Monday, April 2, 2012

Bacon and Eggs

When Tomato was 3 years old we went to Granny and Grandpa for another Easter hunt and one of the eggs that Granny’s bunny hid for her to find was a beautiful purple egg.  Because she had so many eggs from both hunts, we put them away and she was allowed to have one now and again.   

A few weeks later we were watching the video of the Easter egg hunt and Dad, who took the video knew that there was a part coming up where he asked Tomato what is in her basket and she showed him.  So he got up, went to the pantry and got the purple egg without us noticing and came back and stood near the TV screen.  When the part came, Tomato proudly shows the camera her stash, including the purple egg, Dad leaned forward and pretended to grab the purple egg out of her basket and viola it was in his hand and he gave it to her on the couch!!  Well I think both our faces must have been priceless (but luckily, even as a blonde I did catch on quite quickly) but she was dumb-struck.  Daddy had just taken a chocolate egg right out of the TV in front of her eyes!!  She went ballistic, it was very very funny.

Well Dad has been known for his antics around Easter so it came as no surprise to me when he purchased some white-coated chocolate eggs and was going to trick the girls.  I had told him about the first time we’d had those eggs as children, my mom got into the car and said she better hold the eggs so they wouldn’t break, while my dad drove and then suddenly she started throwing them over her shoulder at us and we freaked out trying to catch the eggs before they smashed all over the car, we thought she’d gone mad.
════
**WHAT TO PRODUCE**:
Answer these questions about the Easter egg post.
1. How old was Tomato at the Easter hunt where she found the purple egg?
2. Where did Dad go to get the purple egg while the video was playing?
3. What kind of eggs did Dad buy to trick the girls?

**SOURCE EXCERPT**:
════
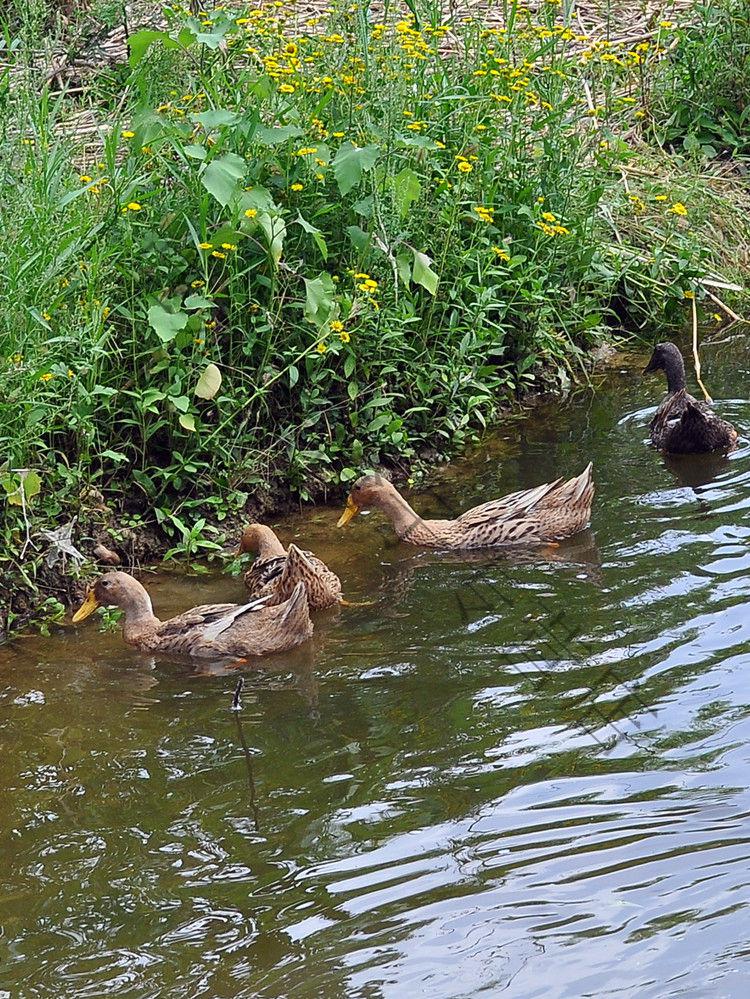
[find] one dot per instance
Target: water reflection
(521, 773)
════
**ANSWER TO THIS TASK**:
1. She was 3 years old.
2. He went to the pantry.
3. He bought white-coated chocolate eggs.